With no addition or omission, return the entries below.

*** Begin section ***

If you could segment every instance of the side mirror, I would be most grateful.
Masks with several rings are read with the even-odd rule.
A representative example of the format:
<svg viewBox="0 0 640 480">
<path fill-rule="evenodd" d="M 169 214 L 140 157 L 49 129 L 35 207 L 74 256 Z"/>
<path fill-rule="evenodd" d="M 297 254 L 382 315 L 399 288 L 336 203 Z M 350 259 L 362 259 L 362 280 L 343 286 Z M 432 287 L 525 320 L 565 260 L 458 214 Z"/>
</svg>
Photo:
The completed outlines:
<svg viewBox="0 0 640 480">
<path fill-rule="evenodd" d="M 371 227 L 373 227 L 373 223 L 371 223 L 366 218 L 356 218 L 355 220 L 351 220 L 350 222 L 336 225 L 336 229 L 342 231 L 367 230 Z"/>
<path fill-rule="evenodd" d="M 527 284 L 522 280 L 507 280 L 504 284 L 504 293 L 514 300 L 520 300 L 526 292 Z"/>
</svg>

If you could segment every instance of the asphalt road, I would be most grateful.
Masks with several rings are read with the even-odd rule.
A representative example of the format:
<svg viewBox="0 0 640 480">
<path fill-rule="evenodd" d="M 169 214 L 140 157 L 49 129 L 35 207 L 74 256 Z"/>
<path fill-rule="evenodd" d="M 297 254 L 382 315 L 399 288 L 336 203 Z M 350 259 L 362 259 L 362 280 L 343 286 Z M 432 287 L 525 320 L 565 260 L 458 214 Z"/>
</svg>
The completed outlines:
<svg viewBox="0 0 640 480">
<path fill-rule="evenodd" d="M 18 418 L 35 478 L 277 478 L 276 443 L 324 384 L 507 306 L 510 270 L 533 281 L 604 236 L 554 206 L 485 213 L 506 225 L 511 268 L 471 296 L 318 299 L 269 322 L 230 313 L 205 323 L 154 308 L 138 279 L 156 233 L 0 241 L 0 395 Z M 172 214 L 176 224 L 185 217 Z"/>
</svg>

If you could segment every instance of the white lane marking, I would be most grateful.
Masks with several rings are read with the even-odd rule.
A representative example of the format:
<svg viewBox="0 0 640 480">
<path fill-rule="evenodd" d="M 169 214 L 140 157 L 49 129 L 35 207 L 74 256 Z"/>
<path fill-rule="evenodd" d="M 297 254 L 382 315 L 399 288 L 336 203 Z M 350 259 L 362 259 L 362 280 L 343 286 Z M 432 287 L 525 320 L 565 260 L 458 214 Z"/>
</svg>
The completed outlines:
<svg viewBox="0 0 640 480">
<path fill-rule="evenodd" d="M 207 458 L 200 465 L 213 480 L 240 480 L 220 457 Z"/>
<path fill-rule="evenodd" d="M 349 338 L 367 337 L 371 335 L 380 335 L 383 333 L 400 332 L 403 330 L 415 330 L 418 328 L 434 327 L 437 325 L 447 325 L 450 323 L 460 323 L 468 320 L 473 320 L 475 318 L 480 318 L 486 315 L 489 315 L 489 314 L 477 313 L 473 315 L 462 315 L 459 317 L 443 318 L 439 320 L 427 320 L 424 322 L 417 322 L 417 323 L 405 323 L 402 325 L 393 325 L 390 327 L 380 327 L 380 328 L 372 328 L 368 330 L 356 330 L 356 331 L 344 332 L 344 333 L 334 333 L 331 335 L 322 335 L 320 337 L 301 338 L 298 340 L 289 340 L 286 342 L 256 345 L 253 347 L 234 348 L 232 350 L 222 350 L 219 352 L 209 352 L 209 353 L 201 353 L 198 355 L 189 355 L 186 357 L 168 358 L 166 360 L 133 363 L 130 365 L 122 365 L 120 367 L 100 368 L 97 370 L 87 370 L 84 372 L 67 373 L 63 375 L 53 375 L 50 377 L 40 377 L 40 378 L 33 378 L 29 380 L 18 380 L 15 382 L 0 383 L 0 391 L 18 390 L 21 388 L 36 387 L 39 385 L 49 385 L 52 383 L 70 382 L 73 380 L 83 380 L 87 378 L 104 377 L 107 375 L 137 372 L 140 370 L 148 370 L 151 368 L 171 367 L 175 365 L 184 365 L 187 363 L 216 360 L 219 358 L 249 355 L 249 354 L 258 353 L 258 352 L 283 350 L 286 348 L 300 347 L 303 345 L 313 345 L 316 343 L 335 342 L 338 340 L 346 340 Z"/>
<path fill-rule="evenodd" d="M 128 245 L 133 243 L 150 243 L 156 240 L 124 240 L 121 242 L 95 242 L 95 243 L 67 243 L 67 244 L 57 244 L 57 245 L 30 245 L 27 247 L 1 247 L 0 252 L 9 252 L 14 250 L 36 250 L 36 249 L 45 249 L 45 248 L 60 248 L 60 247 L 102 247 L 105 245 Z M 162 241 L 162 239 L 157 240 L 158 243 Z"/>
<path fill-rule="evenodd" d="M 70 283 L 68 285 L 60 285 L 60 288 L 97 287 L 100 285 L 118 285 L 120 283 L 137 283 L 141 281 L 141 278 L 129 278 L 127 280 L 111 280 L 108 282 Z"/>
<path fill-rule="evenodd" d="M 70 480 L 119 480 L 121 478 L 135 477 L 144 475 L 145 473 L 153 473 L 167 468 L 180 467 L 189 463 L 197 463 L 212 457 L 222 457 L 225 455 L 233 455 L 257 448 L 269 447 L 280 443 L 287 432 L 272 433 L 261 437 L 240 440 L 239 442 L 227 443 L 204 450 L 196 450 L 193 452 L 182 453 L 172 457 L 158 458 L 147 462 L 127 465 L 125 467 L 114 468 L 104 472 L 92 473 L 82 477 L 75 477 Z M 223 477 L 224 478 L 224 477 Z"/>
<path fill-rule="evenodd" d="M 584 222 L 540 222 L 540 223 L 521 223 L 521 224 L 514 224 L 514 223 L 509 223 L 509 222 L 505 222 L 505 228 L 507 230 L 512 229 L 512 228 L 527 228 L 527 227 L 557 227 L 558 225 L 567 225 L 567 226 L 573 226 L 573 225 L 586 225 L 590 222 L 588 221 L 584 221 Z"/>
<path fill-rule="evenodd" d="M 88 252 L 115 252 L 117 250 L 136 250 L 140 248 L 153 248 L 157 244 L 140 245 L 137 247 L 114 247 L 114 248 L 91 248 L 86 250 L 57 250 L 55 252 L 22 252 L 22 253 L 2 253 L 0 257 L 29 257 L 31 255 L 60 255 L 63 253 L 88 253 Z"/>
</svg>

*** End section ***

• Task solution:
If you could segment every instance of the side mirror, I would be most grateful.
Masks with several rings are read with the even-odd rule.
A representative example of the format:
<svg viewBox="0 0 640 480">
<path fill-rule="evenodd" d="M 169 214 L 140 157 L 49 129 L 35 207 L 74 256 Z"/>
<path fill-rule="evenodd" d="M 297 254 L 382 315 L 399 288 L 336 203 Z M 350 259 L 362 259 L 362 280 L 343 286 Z M 432 287 L 525 320 L 565 260 L 458 214 Z"/>
</svg>
Photo:
The completed outlines:
<svg viewBox="0 0 640 480">
<path fill-rule="evenodd" d="M 371 227 L 373 227 L 373 223 L 371 223 L 366 218 L 356 218 L 355 220 L 351 220 L 350 222 L 336 225 L 336 229 L 342 231 L 367 230 Z"/>
<path fill-rule="evenodd" d="M 527 284 L 522 280 L 507 280 L 504 284 L 504 293 L 514 300 L 520 300 L 526 292 Z"/>
</svg>

If you could segment every instance of the asphalt road, I would be most grateful.
Masks with several rings are read with the even-odd rule.
A representative example of the format:
<svg viewBox="0 0 640 480">
<path fill-rule="evenodd" d="M 169 214 L 140 157 L 49 129 L 35 207 L 74 256 Z"/>
<path fill-rule="evenodd" d="M 297 254 L 382 315 L 399 288 L 336 203 Z M 350 259 L 362 259 L 362 280 L 343 286 Z M 432 287 L 525 320 L 565 260 L 458 214 Z"/>
</svg>
The completed outlines:
<svg viewBox="0 0 640 480">
<path fill-rule="evenodd" d="M 18 418 L 35 478 L 277 478 L 276 443 L 324 384 L 507 306 L 510 270 L 533 281 L 604 236 L 554 206 L 485 213 L 506 225 L 511 268 L 471 296 L 318 299 L 269 322 L 230 313 L 205 323 L 154 308 L 138 279 L 156 233 L 0 241 L 0 395 Z M 172 214 L 176 224 L 185 217 Z"/>
</svg>

If you could segment every instance of the white lane marking, I would be most grateful.
Masks with several rings are read with the even-odd rule.
A representative example of the format:
<svg viewBox="0 0 640 480">
<path fill-rule="evenodd" d="M 169 214 L 140 157 L 49 129 L 35 207 L 74 256 Z"/>
<path fill-rule="evenodd" d="M 297 254 L 382 315 L 399 288 L 336 203 Z M 350 259 L 362 259 L 362 280 L 343 286 Z M 432 287 L 525 320 L 565 260 L 458 214 Z"/>
</svg>
The completed outlines:
<svg viewBox="0 0 640 480">
<path fill-rule="evenodd" d="M 207 458 L 200 465 L 213 480 L 240 480 L 220 457 Z"/>
<path fill-rule="evenodd" d="M 349 338 L 367 337 L 371 335 L 380 335 L 383 333 L 400 332 L 403 330 L 415 330 L 418 328 L 434 327 L 437 325 L 447 325 L 450 323 L 460 323 L 468 320 L 473 320 L 475 318 L 480 318 L 486 315 L 489 315 L 489 314 L 477 313 L 473 315 L 462 315 L 459 317 L 443 318 L 439 320 L 427 320 L 424 322 L 417 322 L 417 323 L 405 323 L 402 325 L 393 325 L 390 327 L 380 327 L 380 328 L 372 328 L 368 330 L 356 330 L 356 331 L 344 332 L 344 333 L 334 333 L 331 335 L 322 335 L 320 337 L 301 338 L 298 340 L 289 340 L 286 342 L 256 345 L 253 347 L 234 348 L 232 350 L 222 350 L 219 352 L 209 352 L 209 353 L 201 353 L 198 355 L 189 355 L 186 357 L 168 358 L 166 360 L 133 363 L 130 365 L 122 365 L 120 367 L 100 368 L 97 370 L 87 370 L 84 372 L 67 373 L 63 375 L 53 375 L 50 377 L 40 377 L 40 378 L 33 378 L 29 380 L 18 380 L 15 382 L 0 383 L 0 391 L 18 390 L 21 388 L 36 387 L 39 385 L 49 385 L 52 383 L 70 382 L 73 380 L 83 380 L 87 378 L 104 377 L 107 375 L 137 372 L 140 370 L 148 370 L 151 368 L 171 367 L 175 365 L 184 365 L 187 363 L 216 360 L 219 358 L 249 355 L 249 354 L 258 353 L 258 352 L 283 350 L 286 348 L 300 347 L 303 345 L 313 345 L 316 343 L 335 342 L 338 340 L 346 340 Z"/>
<path fill-rule="evenodd" d="M 128 245 L 133 243 L 150 243 L 156 240 L 124 240 L 121 242 L 95 242 L 95 243 L 67 243 L 67 244 L 57 244 L 57 245 L 30 245 L 27 247 L 1 247 L 0 252 L 9 252 L 14 250 L 36 250 L 36 249 L 45 249 L 45 248 L 60 248 L 60 247 L 102 247 L 105 245 Z M 162 241 L 162 239 L 157 240 L 158 243 Z"/>
<path fill-rule="evenodd" d="M 70 283 L 68 285 L 60 285 L 60 288 L 97 287 L 100 285 L 118 285 L 120 283 L 137 283 L 141 281 L 141 278 L 129 278 L 127 280 L 111 280 L 108 282 Z"/>
<path fill-rule="evenodd" d="M 70 480 L 119 480 L 121 478 L 135 477 L 144 475 L 145 473 L 153 473 L 167 468 L 180 467 L 189 463 L 197 463 L 212 457 L 222 457 L 225 455 L 233 455 L 257 448 L 269 447 L 280 443 L 287 432 L 272 433 L 261 437 L 240 440 L 239 442 L 227 443 L 204 450 L 196 450 L 193 452 L 182 453 L 172 457 L 158 458 L 147 462 L 127 465 L 125 467 L 114 468 L 104 472 L 92 473 L 82 477 L 75 477 Z M 223 477 L 224 478 L 224 477 Z"/>
<path fill-rule="evenodd" d="M 584 222 L 540 222 L 540 223 L 521 223 L 521 224 L 514 224 L 514 223 L 509 223 L 509 222 L 505 222 L 505 228 L 507 230 L 512 229 L 512 228 L 527 228 L 527 227 L 557 227 L 558 225 L 567 225 L 567 226 L 573 226 L 573 225 L 586 225 L 590 222 L 588 221 L 584 221 Z"/>
<path fill-rule="evenodd" d="M 88 252 L 115 252 L 117 250 L 136 250 L 140 248 L 153 248 L 157 244 L 140 245 L 137 247 L 114 247 L 114 248 L 91 248 L 86 250 L 57 250 L 55 252 L 22 252 L 22 253 L 2 253 L 0 257 L 29 257 L 31 255 L 60 255 L 63 253 L 88 253 Z"/>
</svg>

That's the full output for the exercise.